Bei der Bekämpfung der Jugendkriminalität setzt der Chef der Polizeidirektion Segeberg, Heinz Parchmann, auf eine schnelle Bestrafung.

Kreis Segeberg. Er ist der oberste Dienstherr von 850 Polizisten. Heinz Parchmann, 58, ist eine erfahrene Führungskraft. Im Jahr 2006 übernahm er als Chef der Polizeidirektion die Verantwortung für die Kreise Segeberg und Pinneberg. Im Interview mit der Abendblatt-Regionalausgabe Norderstedt spricht der Leitende Polizeidirektor auch über die personelle Ausstattung der Polizei, die zunehmende Gewaltbereitschaft gegenüber Polizeibeamten und die neuen Herausforderungen der Internet-Kriminalität.

Hamburger Abendblatt: Im vergangenen Jahr ist die Zahl der Straftaten im Kreis Segeberg um satte 16,2 Prozent auf 16 916 gesunken. Hält dieser positive Trend 2011 an?

Heinz Parchmann:

Die Zahlen variieren. In einem Bereich steigen sie an, in einem anderen gehen sie etwas runter. Großartige Veränderungen gegenüber dem Vorjahr gibt es zu diesem Zeitpunkt des Jahres nicht. Allerdings ist das Jahr noch nicht zu Ende; jetzt beginnt erfahrungsgemäß die Hauptsaison mit Dämmerungseinbrüchen. In den letzten drei Monaten des Vorjahres fanden mit 399 Taten etwa 50 Prozent aller Wohnungseinbrüche statt.

Wo sind die größten Veränderungen?

Parchmann:

Bei den Einbrüchen verzeichnen wir bisher einen leichten Rückgang. Stark angestiegen sind dagegen Ladendiebstahl, Kraftfahrzeugaufbrüche und der Diebstahl von Fahrzeugteilen. Fast jeder Wagen hat inzwischen ein Navigationsgerät. Wer das nicht an der Windschutzscheibe hängen lässt und abnimmt, legt das Gerät ins Handschuhfach. Das haben die Ganoven inzwischen erfasst, Gelegenheit macht Diebe.

Bei Diebstählen und Einbrüchen ist die Aufklärungsquote am niedrigsten. Woran liegt das, und wie kann die Polizei gegensteuern?

Parchmann:

In Abhängigkeit von Spurenlage und Hinweisaufkommen kann man fast jede Straftat aufklären, wenn man genügend Personal und Intensität reinsteckt. Da sind uns natürlich Grenzen gesetzt. An einem Mordfall arbeiten mindestens vier bis fünf Beamtem, meistens deutlich mehr. Bei einem Einbruch ergibt sich im Vergleich natürlich eine ganz andere Zahl.

Was können die Bürger und Bürgerinnen zu ihrem Schutz tun?

Datenzeilen:
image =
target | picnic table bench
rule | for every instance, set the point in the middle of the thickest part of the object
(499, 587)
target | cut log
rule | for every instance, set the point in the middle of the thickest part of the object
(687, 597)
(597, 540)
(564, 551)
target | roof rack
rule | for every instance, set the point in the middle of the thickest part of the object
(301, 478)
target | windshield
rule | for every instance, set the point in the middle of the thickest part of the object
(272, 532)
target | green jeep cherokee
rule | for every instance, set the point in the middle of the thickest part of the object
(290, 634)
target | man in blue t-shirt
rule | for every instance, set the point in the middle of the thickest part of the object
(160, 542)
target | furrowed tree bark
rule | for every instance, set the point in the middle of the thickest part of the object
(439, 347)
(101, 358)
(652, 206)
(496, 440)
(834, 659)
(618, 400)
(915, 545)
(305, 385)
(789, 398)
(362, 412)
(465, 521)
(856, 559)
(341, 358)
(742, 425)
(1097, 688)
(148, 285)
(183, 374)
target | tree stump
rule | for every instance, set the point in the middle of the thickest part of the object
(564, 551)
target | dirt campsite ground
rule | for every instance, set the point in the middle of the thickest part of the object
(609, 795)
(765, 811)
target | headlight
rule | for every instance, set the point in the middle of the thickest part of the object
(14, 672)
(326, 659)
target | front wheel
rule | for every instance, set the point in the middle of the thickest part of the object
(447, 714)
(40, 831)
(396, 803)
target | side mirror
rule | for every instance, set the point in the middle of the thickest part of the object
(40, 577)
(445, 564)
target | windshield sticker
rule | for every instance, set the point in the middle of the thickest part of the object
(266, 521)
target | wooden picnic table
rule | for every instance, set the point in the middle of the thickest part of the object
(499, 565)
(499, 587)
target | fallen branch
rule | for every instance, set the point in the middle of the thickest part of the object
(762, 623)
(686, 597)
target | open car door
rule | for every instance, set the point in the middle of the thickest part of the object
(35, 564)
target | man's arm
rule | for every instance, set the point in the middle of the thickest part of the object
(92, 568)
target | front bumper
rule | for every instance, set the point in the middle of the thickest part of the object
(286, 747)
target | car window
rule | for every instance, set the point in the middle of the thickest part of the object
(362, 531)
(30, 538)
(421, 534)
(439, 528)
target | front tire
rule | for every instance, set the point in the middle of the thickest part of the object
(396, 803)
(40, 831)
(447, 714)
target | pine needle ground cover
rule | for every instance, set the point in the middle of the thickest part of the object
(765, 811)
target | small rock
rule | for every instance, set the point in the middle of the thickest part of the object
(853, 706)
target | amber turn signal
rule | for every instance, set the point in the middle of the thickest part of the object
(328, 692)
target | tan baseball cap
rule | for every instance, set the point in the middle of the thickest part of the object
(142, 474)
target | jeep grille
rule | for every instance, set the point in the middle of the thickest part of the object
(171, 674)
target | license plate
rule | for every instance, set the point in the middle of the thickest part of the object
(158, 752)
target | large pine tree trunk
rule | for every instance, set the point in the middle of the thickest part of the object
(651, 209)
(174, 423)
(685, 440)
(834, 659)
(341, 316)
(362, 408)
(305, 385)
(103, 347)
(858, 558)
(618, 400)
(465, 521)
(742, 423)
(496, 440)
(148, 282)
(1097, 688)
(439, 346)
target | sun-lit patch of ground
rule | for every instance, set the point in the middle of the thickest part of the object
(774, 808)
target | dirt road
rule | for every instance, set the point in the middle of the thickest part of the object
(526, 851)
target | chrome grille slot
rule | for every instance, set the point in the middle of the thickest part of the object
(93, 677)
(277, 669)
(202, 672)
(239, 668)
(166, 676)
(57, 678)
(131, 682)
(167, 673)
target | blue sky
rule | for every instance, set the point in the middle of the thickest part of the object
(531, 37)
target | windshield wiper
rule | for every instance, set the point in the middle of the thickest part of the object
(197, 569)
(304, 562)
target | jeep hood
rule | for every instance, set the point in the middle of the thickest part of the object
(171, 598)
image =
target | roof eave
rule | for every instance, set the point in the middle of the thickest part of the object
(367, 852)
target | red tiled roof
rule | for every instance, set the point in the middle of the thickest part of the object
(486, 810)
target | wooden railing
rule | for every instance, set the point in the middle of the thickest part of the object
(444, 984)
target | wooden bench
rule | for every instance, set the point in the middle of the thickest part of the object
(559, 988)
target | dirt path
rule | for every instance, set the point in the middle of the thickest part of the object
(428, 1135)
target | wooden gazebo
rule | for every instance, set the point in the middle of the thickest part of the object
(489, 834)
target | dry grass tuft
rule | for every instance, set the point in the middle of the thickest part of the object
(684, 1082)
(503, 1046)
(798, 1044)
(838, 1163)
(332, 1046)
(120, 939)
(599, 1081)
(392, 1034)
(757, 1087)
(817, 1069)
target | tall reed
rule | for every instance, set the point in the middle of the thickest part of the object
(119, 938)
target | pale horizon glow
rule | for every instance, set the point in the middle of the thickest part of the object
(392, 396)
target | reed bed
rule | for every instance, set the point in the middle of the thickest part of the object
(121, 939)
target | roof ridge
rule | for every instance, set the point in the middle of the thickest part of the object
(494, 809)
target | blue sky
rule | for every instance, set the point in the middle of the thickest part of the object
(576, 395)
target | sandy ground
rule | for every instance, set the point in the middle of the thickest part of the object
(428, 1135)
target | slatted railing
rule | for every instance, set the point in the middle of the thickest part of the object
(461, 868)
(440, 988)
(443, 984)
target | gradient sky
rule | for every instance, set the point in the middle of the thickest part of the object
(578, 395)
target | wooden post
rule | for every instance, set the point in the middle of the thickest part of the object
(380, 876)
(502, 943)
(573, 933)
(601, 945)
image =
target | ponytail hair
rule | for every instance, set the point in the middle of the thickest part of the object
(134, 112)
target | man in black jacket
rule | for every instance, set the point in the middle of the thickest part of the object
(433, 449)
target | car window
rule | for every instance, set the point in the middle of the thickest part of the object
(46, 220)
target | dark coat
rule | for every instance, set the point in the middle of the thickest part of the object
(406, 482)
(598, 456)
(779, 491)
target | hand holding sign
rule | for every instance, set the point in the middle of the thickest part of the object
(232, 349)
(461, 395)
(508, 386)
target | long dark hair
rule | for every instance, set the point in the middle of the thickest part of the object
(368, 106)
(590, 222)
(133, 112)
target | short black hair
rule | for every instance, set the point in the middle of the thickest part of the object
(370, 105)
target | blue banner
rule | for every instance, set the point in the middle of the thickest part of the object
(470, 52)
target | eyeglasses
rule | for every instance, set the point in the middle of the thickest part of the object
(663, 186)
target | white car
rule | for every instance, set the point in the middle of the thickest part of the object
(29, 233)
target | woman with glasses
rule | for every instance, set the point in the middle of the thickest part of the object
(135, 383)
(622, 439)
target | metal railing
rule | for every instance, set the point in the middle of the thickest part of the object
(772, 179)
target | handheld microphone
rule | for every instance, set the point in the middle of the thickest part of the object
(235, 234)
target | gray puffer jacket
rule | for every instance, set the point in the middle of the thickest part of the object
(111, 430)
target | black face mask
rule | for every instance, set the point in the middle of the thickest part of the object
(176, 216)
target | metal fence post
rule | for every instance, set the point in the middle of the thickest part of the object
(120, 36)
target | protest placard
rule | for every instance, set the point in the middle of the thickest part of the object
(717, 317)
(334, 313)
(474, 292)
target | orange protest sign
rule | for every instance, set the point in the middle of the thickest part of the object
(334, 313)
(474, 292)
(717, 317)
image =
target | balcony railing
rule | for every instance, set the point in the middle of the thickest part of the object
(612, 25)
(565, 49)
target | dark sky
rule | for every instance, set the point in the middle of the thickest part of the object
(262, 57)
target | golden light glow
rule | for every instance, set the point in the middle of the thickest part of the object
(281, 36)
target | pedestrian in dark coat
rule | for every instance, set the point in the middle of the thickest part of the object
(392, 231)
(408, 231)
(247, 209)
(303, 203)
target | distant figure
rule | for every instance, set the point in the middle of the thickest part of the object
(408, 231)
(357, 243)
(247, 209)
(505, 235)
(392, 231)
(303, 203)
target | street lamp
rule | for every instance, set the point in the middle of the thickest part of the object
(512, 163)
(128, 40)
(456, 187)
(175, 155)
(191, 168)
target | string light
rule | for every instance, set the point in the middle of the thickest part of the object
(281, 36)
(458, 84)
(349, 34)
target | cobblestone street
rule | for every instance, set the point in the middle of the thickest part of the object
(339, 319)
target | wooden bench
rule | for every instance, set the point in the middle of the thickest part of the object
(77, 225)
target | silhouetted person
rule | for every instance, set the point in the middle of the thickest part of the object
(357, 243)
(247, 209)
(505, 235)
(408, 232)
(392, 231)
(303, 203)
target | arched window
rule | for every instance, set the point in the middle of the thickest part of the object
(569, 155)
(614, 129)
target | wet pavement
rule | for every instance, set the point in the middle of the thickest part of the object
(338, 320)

Gegebene Anweisung A:
Wie lautet im Interview alles von „Wo sind die“ bis hinunter zu „die Polizei gegensteuern?“, wenn man „Ganoven“ durch „Kriminellen“ ersetzt?
Gegebene Anweisung B:
Wie sieht in den Einträgen alles ab der Zeile mit „target | wet pavement“ bis hinunter zum Ende der Einträge als JSON-Liste von Strings aus, mit einem String je Zeile und ohne Leerzeilen?

Endergebnis A:
Wo sind die größten Veränderungen?

Parchmann:

Bei den Einbrüchen verzeichnen wir bisher einen leichten Rückgang. Stark angestiegen sind dagegen Ladendiebstahl, Kraftfahrzeugaufbrüche und der Diebstahl von Fahrzeugteilen. Fast jeder Wagen hat inzwischen ein Navigationsgerät. Wer das nicht an der Windschutzscheibe hängen lässt und abnimmt, legt das Gerät ins Handschuhfach. Das haben die Kriminellen inzwischen erfasst, Gelegenheit macht Diebe.

Bei Diebstählen und Einbrüchen ist die Aufklärungsquote am niedrigsten. Woran liegt das, und wie kann die Polizei gegensteuern?

Endergebnis B:
[
  "target | wet pavement",
  "rule | for every instance, set the point in the middle of the thickest part of the object",
  "(338, 320)"
]